- [Do this]:
How many of the lines below contain the string "mask", with case counting? Reply with the number alone.

- [Listing]:
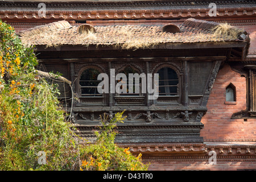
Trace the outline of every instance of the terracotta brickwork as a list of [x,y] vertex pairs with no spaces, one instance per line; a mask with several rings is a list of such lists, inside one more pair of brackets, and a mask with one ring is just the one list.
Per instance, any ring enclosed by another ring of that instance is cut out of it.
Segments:
[[[232,83],[236,89],[236,104],[226,104],[226,88]],[[256,119],[231,119],[234,113],[246,109],[245,77],[225,64],[218,73],[207,104],[208,111],[202,119],[204,129],[201,136],[206,139],[254,139]]]

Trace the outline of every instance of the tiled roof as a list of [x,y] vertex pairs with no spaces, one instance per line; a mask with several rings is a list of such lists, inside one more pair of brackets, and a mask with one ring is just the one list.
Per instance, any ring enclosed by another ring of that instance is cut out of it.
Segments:
[[163,26],[159,25],[99,26],[94,27],[96,32],[94,34],[79,34],[77,26],[60,21],[20,32],[20,35],[27,46],[102,45],[118,46],[127,49],[170,43],[241,40],[237,38],[214,35],[212,28],[218,24],[189,18],[178,26],[180,32],[175,34],[163,32]]

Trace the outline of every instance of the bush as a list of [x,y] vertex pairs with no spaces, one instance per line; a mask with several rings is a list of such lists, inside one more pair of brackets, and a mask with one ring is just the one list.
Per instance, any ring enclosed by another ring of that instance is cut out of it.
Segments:
[[[32,48],[24,48],[13,27],[0,22],[0,169],[72,169],[74,139],[56,97],[38,76]],[[40,165],[38,154],[46,152]]]
[[[79,145],[56,96],[36,73],[32,47],[25,48],[14,28],[0,20],[0,170],[146,169],[141,155],[114,143],[117,114],[102,121],[95,144]],[[66,122],[65,122],[66,121]],[[40,152],[46,163],[39,163]]]
[[123,122],[122,113],[115,114],[112,119],[104,115],[100,131],[96,131],[97,140],[81,150],[81,170],[147,170],[148,165],[141,162],[142,154],[132,155],[129,148],[118,147],[114,143],[116,123]]

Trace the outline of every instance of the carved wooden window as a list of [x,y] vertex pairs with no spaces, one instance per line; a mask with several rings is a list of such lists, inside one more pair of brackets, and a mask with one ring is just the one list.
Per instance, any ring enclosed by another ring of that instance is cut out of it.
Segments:
[[165,67],[158,71],[159,96],[177,95],[179,78],[172,69]]
[[97,80],[100,73],[98,69],[93,68],[87,68],[82,72],[79,80],[82,97],[102,96],[97,90],[98,84],[101,81]]

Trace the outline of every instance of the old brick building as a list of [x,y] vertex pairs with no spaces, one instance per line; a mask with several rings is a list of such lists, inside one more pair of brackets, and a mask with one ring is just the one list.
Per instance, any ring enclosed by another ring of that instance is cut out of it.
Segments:
[[[149,169],[256,169],[255,1],[215,1],[213,16],[208,0],[52,1],[39,16],[42,2],[1,2],[0,18],[36,46],[39,69],[72,82],[80,101],[63,83],[60,100],[81,136],[93,139],[100,114],[125,109],[116,142]],[[225,22],[243,30],[214,34]],[[158,98],[97,93],[95,77],[111,69],[158,73]]]

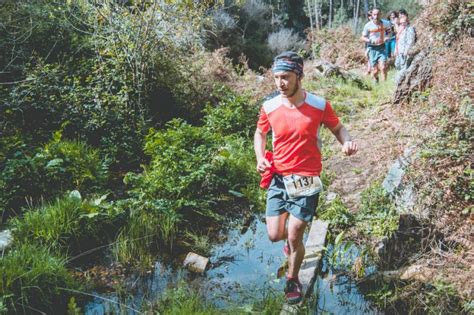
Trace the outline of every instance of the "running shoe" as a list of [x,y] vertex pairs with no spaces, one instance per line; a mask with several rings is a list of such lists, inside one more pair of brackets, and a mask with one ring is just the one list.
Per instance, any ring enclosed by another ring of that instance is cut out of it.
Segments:
[[285,287],[286,302],[288,304],[297,304],[303,299],[303,288],[298,279],[287,279]]
[[283,254],[285,257],[290,256],[290,244],[288,244],[288,241],[286,241],[285,245],[283,246]]

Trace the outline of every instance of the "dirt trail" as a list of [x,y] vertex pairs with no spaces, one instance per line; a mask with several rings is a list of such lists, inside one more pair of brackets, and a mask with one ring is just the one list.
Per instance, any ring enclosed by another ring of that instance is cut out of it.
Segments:
[[397,107],[391,103],[374,105],[364,115],[357,115],[344,125],[359,146],[359,152],[346,157],[341,145],[329,145],[335,154],[323,161],[324,167],[335,176],[328,192],[339,195],[350,211],[358,209],[360,194],[374,180],[383,180],[393,161],[403,153],[408,138],[396,118]]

- [Output of the task]:
7